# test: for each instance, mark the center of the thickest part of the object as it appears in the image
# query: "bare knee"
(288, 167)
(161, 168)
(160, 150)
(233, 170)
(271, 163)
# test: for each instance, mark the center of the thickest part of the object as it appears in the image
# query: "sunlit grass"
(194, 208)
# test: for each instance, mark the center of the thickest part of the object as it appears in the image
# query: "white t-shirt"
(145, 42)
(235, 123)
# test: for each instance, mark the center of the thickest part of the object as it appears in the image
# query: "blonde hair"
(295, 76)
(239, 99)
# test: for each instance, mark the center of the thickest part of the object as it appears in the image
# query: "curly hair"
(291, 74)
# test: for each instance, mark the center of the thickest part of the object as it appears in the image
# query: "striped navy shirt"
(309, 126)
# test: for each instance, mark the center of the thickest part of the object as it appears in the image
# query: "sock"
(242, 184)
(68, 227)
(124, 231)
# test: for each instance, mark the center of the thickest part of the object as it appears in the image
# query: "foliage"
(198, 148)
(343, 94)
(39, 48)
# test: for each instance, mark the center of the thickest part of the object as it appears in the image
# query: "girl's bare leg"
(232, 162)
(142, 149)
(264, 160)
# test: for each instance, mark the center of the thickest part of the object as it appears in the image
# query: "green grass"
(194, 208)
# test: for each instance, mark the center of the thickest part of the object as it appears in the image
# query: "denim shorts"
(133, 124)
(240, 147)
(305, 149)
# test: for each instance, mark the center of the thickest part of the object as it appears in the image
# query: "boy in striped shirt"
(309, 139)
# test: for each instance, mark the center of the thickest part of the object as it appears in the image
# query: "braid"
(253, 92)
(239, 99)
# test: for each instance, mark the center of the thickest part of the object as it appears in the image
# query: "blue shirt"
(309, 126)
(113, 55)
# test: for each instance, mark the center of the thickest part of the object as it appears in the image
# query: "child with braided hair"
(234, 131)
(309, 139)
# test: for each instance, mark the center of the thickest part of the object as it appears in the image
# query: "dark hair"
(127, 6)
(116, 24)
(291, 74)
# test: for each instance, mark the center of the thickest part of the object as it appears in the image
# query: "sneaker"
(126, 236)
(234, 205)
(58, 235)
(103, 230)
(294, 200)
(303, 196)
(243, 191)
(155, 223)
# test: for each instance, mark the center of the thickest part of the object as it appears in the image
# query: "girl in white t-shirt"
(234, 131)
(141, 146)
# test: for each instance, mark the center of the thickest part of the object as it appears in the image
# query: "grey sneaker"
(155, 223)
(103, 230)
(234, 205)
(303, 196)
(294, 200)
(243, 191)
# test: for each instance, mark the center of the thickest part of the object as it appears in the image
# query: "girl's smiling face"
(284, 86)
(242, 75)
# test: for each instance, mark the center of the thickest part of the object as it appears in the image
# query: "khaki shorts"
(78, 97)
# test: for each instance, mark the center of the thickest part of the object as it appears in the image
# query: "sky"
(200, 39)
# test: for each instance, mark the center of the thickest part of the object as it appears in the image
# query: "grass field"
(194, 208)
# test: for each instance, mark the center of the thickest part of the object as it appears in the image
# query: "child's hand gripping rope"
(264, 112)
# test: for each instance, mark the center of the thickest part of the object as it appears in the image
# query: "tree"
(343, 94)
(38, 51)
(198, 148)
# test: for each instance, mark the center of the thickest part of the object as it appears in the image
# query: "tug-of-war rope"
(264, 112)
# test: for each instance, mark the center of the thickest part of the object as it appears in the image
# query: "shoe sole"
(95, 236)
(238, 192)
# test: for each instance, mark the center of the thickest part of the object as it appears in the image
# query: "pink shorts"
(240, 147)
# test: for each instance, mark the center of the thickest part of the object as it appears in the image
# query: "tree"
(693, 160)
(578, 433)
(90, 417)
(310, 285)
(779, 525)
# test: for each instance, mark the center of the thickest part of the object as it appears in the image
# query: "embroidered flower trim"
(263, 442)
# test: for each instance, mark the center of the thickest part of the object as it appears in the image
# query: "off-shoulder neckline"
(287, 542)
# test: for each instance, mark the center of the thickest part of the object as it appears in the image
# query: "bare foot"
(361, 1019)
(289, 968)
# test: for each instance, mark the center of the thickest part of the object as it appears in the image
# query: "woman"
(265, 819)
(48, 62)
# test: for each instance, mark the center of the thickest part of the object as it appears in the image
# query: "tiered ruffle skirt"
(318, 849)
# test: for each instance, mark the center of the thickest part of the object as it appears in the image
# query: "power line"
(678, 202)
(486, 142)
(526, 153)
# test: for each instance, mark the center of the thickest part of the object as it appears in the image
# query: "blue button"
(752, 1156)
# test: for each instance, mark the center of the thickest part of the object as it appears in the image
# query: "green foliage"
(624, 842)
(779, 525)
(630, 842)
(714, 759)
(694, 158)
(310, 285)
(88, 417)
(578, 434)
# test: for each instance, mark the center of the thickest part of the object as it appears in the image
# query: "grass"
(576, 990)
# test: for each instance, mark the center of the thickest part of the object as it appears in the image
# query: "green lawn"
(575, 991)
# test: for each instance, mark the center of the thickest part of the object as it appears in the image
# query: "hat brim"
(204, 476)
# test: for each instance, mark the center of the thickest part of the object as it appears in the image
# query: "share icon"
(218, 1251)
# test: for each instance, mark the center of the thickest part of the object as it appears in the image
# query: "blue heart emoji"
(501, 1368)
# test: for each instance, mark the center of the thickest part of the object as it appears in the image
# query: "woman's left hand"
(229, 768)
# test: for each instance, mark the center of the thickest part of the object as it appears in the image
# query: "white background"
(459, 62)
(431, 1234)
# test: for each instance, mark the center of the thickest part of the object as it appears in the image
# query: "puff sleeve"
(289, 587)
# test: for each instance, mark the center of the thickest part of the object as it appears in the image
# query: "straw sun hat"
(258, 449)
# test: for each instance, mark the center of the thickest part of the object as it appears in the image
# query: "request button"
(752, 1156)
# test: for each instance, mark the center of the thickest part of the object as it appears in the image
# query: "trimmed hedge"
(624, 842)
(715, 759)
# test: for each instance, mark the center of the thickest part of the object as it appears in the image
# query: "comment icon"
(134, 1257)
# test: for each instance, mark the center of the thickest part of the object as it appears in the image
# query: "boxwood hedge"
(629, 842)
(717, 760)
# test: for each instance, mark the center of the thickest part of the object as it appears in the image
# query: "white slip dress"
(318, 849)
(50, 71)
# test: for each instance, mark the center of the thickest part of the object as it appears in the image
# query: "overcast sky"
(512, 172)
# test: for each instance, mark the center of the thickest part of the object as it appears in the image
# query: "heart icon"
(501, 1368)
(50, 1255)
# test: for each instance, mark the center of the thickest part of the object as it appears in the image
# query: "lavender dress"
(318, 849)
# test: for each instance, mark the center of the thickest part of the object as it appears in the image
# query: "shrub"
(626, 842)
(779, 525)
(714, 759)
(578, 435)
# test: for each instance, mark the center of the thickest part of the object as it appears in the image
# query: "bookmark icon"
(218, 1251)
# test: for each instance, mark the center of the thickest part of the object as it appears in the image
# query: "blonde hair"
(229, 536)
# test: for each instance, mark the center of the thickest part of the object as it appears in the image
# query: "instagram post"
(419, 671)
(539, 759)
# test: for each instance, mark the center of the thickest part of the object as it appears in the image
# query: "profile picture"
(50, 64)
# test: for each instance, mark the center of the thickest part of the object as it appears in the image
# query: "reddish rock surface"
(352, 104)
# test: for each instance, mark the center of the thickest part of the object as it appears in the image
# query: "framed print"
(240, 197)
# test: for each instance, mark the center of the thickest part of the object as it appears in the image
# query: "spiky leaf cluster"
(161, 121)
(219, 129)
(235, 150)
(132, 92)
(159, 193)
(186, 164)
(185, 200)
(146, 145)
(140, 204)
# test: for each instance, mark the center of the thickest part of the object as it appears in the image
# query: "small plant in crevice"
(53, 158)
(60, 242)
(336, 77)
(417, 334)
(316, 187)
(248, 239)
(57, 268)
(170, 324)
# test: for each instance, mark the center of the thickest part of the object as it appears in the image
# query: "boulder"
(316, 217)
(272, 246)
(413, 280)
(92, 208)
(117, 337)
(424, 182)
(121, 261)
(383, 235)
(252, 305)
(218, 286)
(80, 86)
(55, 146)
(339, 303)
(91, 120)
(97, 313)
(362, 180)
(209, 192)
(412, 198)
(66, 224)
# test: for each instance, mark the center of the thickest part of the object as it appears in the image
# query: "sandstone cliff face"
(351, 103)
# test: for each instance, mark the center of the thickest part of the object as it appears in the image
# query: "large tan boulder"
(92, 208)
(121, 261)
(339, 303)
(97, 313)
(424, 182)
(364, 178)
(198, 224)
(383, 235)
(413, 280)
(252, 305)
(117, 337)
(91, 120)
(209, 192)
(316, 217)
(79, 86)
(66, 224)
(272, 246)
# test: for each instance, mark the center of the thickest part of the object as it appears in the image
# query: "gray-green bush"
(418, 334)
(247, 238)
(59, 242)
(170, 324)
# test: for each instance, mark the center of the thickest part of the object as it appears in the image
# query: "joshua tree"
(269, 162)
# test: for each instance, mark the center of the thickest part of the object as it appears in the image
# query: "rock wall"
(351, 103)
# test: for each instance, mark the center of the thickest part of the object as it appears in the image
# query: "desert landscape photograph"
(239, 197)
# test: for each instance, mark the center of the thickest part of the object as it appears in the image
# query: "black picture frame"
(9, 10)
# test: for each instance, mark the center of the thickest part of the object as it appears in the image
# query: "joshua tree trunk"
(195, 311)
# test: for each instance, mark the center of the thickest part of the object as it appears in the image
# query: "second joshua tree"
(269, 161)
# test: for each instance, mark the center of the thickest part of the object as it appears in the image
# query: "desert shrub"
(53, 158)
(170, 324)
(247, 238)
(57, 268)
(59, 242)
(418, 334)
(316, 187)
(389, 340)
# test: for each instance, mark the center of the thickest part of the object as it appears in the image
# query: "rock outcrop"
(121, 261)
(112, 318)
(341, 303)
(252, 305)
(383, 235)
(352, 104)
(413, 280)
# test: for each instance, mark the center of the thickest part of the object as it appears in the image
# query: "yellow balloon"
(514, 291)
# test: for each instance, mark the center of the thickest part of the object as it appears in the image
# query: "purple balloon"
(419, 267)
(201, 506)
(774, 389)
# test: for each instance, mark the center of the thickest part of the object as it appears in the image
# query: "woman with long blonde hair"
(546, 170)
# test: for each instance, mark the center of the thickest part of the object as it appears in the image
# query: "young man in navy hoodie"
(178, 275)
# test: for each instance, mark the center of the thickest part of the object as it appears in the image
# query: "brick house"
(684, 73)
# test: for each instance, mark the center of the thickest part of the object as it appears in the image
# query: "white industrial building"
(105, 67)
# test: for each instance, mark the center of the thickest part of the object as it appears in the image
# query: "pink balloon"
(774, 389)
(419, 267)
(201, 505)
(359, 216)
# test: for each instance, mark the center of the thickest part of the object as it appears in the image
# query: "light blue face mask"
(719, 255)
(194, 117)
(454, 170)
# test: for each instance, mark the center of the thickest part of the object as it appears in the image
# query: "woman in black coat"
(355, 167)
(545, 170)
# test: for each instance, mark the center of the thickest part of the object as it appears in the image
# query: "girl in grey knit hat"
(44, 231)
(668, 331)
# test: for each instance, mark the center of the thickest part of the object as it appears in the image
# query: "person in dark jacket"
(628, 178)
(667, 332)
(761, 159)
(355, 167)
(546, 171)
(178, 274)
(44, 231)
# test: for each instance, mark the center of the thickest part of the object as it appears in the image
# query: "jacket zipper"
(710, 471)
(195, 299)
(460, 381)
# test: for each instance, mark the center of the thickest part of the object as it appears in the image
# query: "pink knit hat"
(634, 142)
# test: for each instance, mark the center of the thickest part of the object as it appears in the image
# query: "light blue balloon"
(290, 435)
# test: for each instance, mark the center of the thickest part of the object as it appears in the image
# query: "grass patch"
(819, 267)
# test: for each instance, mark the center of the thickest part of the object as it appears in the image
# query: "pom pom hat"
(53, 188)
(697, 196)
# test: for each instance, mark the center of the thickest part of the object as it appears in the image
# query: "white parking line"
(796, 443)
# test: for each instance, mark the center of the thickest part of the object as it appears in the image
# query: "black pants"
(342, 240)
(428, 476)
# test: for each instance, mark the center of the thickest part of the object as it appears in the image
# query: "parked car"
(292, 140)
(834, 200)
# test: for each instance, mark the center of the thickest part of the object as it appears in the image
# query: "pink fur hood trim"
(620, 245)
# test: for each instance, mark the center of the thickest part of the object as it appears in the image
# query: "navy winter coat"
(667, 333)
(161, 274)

| Set problem |
Pull out every line of the listing above that contains the word "green".

| Result below |
# query: "green grass"
# query: "green foliage"
# query: "green lawn"
# query: "gray-green bush"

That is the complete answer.